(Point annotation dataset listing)
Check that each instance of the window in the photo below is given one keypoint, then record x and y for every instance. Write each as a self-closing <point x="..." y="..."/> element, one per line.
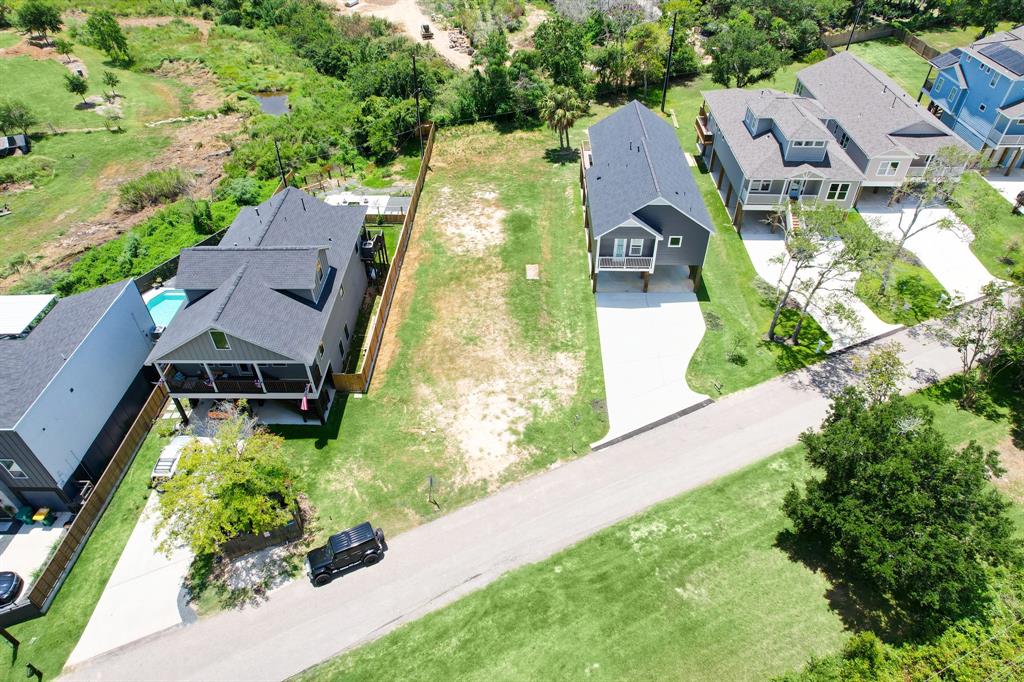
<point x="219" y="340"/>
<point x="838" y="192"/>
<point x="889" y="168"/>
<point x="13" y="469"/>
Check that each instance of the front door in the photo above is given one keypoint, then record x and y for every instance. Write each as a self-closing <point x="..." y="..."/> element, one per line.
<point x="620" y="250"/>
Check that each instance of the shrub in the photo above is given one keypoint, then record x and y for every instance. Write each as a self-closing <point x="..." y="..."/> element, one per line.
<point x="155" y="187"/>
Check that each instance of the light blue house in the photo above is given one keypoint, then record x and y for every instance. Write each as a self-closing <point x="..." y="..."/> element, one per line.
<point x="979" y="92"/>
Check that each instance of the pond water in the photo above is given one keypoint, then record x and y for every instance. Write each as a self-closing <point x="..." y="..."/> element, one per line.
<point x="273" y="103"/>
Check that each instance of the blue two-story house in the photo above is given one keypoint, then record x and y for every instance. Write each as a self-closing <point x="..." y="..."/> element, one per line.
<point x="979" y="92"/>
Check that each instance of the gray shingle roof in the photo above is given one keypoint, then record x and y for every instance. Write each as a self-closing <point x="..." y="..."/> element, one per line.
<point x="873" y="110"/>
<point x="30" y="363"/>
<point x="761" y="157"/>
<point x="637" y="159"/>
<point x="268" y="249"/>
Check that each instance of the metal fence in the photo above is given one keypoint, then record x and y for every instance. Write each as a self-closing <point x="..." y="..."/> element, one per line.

▸ Exercise brief: Output everything from the line containing "Check that each instance of the light" down to the end of the listing as a numbered list, skipping any blank lines.

▸ Expected answer:
1. Check that each instance of the light blue house in the photo above is given one keypoint, then record x and y for every instance. Write each as a self-closing <point x="..." y="..."/> element, one per line.
2. <point x="979" y="92"/>
3. Check that each instance of the pond water in the photo above is given one keypoint, then record x and y for every instance. Write each as a self-closing <point x="..." y="..."/> element, one per line.
4. <point x="273" y="103"/>
5. Check that each instance of the blue two-story house in the photo above is given one keypoint, then record x and y for every instance. Write each as a self-closing <point x="..." y="..."/> element, one per line.
6. <point x="979" y="92"/>
7. Check that each instance of the gray shingle roof in the photo above is given one keypoint, then record x and y for every instance. Write each as a self-closing <point x="..." y="..."/> element, one per line.
8. <point x="873" y="110"/>
9. <point x="30" y="363"/>
10. <point x="761" y="157"/>
11. <point x="637" y="159"/>
12. <point x="268" y="249"/>
13. Check that each instance of the metal fence in the photo above is given one keypoint, then record x and y for every instance. Write each as a self-closing <point x="..." y="..."/> element, one per line.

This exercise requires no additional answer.